### Fragmento para leer:

En tu música usás la voz básicamente de dos maneras: por un lado, para transmitir un mensaje, como en el disco en que cantás con los indios “A missa dos quilombos”, y, por otro lado, usás mucho la voz como instrumento. Esta última forma es casi una marca tuya.
–Sí, es una marca. Eso empezó en la época de la dictadura militar en Brasil. Yo fui de los pocos artistas que se quedó en el país, porque juré que nadie me arrancaría de mi tierra, que podían matarme pero no me iría. Por eso la política estaba muy pendiente de mí y censuraba todo lo que hacía. Entonces, iba a grabar el disco O Milagre dos peixes y, cuando estaba todo listo, la censura prohibió las letras. La gente de Odeon me dijo que grabara otro disco, pero yo quise resolverlo de alguna forma. Entonces empecé a usar la voz en el disco como un instrumento. Lo que sucedió fue muy interesante porque no sabíamos si iba a funcionar, si la gente iba a entender, pero todo el mundo entendió por qué no tenía letra, que yo cantara con el instrumento de mi voz y que a la vez las canciones pasaban igual los mensajes.

### Objetivo:
Imprime sin cambios el tramo del fragmento sobre el uso de la voz que empieza en las palabras "En tu música" y termina después de "una marca tuya.".

### Datos mostrados:

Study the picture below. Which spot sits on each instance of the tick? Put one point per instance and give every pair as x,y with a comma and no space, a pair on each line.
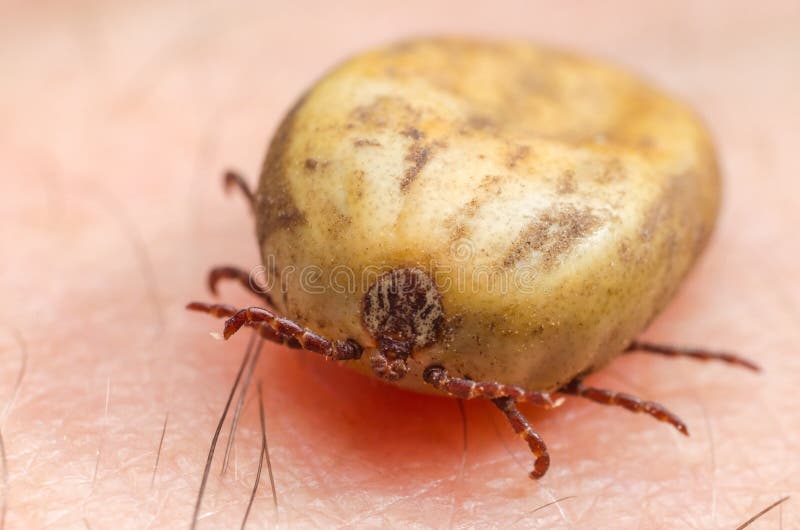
486,220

### Respuesta:
En tu música usás la voz básicamente de dos maneras: por un lado, para transmitir un mensaje, como en el disco en que cantás con los indios “A missa dos quilombos”, y, por otro lado, usás mucho la voz como instrumento. Esta última forma es casi una marca tuya.